• WRITTEN TASK:
Write out every entry below line for line, changing nothing.

• PROVIDED MATERIAL:

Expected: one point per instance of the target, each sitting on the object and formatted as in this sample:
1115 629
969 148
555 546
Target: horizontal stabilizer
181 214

• COMPLETED TASK:
Expected: one point per instance of the target, each sitting on the object and formatted as in this sample:
1115 629
969 148
555 546
Target: horizontal stabilizer
181 214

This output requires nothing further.